Task prompt: The answer must be an exact copy of all the data below.

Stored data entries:
Content starts

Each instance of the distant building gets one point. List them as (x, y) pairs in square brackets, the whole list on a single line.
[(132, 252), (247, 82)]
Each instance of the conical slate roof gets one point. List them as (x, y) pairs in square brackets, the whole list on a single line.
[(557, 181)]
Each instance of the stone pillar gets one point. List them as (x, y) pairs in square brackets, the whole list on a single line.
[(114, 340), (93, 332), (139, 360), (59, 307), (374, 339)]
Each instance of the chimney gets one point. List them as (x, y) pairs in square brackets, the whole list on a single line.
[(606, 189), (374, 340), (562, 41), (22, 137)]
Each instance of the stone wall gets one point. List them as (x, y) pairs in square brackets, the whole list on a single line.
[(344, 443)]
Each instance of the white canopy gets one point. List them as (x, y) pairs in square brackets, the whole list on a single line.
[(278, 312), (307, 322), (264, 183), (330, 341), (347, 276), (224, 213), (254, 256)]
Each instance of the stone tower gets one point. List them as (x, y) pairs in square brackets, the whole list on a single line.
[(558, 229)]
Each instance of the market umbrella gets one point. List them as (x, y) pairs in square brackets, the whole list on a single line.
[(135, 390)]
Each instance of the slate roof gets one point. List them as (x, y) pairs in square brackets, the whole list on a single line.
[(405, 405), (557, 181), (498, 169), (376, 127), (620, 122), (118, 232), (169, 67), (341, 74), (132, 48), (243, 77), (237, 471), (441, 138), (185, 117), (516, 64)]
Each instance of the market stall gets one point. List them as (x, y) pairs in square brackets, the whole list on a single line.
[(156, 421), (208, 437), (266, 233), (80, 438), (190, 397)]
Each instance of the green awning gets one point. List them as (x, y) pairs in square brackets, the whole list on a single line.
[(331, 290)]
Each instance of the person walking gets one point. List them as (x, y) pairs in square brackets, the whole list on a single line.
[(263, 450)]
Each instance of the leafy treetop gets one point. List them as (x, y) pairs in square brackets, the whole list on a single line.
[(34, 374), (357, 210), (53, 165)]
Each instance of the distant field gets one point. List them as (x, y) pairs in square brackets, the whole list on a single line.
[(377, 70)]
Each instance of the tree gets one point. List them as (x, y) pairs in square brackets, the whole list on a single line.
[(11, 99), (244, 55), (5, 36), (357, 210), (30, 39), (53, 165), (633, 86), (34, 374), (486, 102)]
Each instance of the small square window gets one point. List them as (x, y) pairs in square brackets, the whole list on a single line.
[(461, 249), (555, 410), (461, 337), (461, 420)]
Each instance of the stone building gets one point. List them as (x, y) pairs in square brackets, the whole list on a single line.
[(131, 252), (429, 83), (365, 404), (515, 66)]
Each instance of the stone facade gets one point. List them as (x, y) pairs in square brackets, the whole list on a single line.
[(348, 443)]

Content ends

Task output:
Each instance of the distant building gets one point. List them as (x, y) pairs in square brackets, the whole list on a single line.
[(132, 252), (247, 82)]
Each instance of the conical slate roof gets one point. List them as (x, y) pairs in square brackets, the whole list on a single line.
[(557, 181)]
Each instance of the stone pillar gets one point. List them as (x, y) pairs in square brackets, the whole list on a single line.
[(114, 340), (93, 332), (139, 360), (59, 307), (374, 339)]
Each instance of the chimney gets one point. List them as (x, y) pairs in square brackets, the whole list on a single line.
[(606, 189), (374, 340), (562, 41), (22, 137)]
Each instance of the stone wall gets one point. List them as (x, y) pairs in square brackets, the whole list on a single line.
[(344, 443)]
Each instance of the white canopy gets one point. List them as (x, y) pairs in square brackets, the whole list on a single line.
[(278, 312), (307, 322), (264, 183), (330, 341), (347, 276), (224, 213), (254, 256)]
Each instance of the stone tower gets one point. List them as (x, y) pairs in square brackets, the whole list on a single line.
[(558, 229)]
Each instance of the market umbrella gets one point. List them as (x, y) pairs in square brackets, the whole list on a single line.
[(135, 390)]
Each instance of the slate roof gets one point. List them as (x, y) pairs in square brackets, the whole list on a single line.
[(405, 405), (557, 181), (498, 169), (376, 127), (620, 122), (118, 232), (169, 67), (341, 74), (132, 48), (243, 77), (237, 471), (441, 138), (185, 117), (516, 64)]
Each instance of the market stall gets one point. List them as (x, y) pairs in square brackets, the whole list on a single line.
[(156, 421), (208, 437), (266, 233), (80, 438), (190, 397)]
Each instance of the green awning gets one point. List them as (x, y) pairs in square brackets, the whole list on a single line.
[(331, 290)]
Each instance of the person walking gets one point. List them as (x, y) pairs in square brackets, the whole list on a single line.
[(263, 450)]
Each instance of the leafy treetop gets one point. List them as (x, y) pairs in square brackets, the whole list on a single line.
[(34, 374), (357, 210), (53, 165)]
Each instance of the distant field gets one point. List them as (x, y) pairs in square brackets, the whole list on a single line.
[(377, 70)]
Each instance of the tree gets one point. List them as (x, y) pairs in square brackets, the whole list on a single line.
[(11, 99), (244, 55), (5, 36), (357, 210), (30, 39), (53, 165), (633, 86), (34, 374), (486, 102)]
Each instance of the small square window gets one point. List them as (x, y) pairs in square brackets, the whole list on a single line.
[(461, 249), (555, 410), (461, 337), (461, 420)]
Each instance of the stone building gets one point. List them as (x, y) pairs in square brackets, the whole list on a single line.
[(131, 252), (429, 83), (365, 404), (515, 66)]
Each instance of the stone facade gets one point. List them as (x, y) pairs in square brackets, the whole list on a single line.
[(348, 443)]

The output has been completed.